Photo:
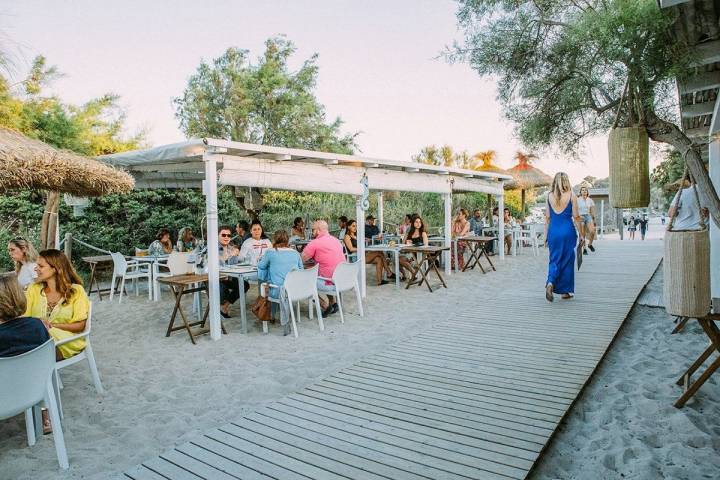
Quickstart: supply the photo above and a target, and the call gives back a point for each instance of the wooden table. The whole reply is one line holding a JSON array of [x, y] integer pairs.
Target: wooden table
[[183, 285], [476, 245], [102, 261], [429, 255], [713, 332]]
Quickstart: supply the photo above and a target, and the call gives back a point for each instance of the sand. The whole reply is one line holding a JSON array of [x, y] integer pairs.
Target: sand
[[163, 391]]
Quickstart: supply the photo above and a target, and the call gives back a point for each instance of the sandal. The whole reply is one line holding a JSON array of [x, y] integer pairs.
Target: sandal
[[548, 293]]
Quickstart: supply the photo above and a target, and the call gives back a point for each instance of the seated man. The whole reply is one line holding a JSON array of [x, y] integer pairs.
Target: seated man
[[229, 255], [371, 230], [326, 251]]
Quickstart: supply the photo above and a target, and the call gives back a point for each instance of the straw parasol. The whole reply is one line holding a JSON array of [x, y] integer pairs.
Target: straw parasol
[[32, 164], [526, 176], [27, 163]]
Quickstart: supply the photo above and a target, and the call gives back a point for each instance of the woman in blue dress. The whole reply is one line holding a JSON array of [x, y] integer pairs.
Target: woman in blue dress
[[562, 224]]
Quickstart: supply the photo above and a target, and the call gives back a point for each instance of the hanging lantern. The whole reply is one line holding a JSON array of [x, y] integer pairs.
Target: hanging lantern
[[629, 167], [686, 273]]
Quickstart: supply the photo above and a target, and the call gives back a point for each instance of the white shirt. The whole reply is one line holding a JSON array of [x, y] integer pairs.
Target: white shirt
[[27, 274], [584, 205], [688, 214], [252, 249]]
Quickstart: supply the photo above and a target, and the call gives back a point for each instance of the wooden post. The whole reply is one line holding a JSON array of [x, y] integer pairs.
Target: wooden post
[[68, 245], [48, 227]]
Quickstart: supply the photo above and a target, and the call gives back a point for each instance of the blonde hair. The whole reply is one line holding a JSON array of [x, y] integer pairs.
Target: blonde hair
[[29, 252], [65, 274], [561, 184], [12, 297]]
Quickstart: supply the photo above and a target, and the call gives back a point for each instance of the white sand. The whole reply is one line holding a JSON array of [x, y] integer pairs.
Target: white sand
[[624, 425], [163, 391]]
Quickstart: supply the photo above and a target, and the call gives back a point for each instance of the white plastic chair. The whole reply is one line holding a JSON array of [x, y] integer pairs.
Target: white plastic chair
______________________________
Description of the task →
Repeat the data exactly. Pictures should not appear.

Solution to this task →
Photo:
Quickstart: supply the photo above and a target, and the call gives back a point for each instance of the wooden table. The whole reply is one line holding a JSON array of [x, y] integer pairs.
Target: wooden table
[[183, 285], [476, 245], [102, 261], [429, 255], [713, 332]]
Quickstart: supply the photo above and a target, and the call gives back a point for each instance of the sand. The whole reply is one line holding a JSON array of [x, y] integer pairs.
Target: sand
[[163, 391]]
Quickstart: supply the photo above and a target, and the call gives back a point for each instance of the sandal. The whole reply is one line holding a JSON array of [x, y] integer pairs.
Target: sandal
[[548, 293]]
Quickstart: supply the photo above and a target, and the call gives back a point for each instance of the seated man. The whole reply is one line holding a JSON array of [x, y] integer pairs.
Target: seated man
[[229, 255], [371, 230], [326, 251]]
Quickstart: supply the photo above and a target, and the call gives back a point for each instance of the straw parasol. The whole reply is one line holding a JSON array of [x, y] integer pairs.
Target: straw parasol
[[32, 164], [526, 176], [27, 163]]
Quickstart: supply the photo above and a target, and the call gives back a point for each instance of the woman in blue dress. The whole reply is one line holding a JSON array of [x, y] integer pairs.
Target: woman in blue dress
[[562, 224]]
Quickstart: supply the photo above and a target, and the call gives back a point for each instance of the hanging lantern. The whole reply is one line holding a JSON array of [x, y] integer pairs.
Target: hanging lantern
[[629, 167], [686, 273]]
Quickstart: supply the photo above and a target, and the call gives back a point for each instance of the white shirt. The whole reply is one line holding a JSON array of [x, y] integer pairs.
Target: white shirt
[[27, 274], [584, 205], [688, 214], [252, 249]]
Quickstart: supply the photo above and a target, and the call gives back a point for each instance of the wooden post. The whole reply is one line holding a JSON array of [x, y] integer pairs.
Target: wooden post
[[68, 245], [48, 227]]
Quickstart: supply the photo above and a target, and the call gives back a point for each instance of the blonde hair. The whole reply is one line holding a JSON array of [x, y] integer pairs.
Target: blonde hair
[[29, 252], [65, 274], [561, 184], [12, 297]]
Quickstart: supply the photo above and a target, and the call gives back a point for each instance of the white sand. The whole reply is one line holding a JSON array of [x, y] integer pairs.
Target: white sand
[[624, 425], [163, 391]]
Quickstart: supply the photo above and a target, and the call gives back a point for each instance of the white plastic chair. The whole reply is one line holding a JSON array of [x, y] integer pairs.
Target: white plastic chair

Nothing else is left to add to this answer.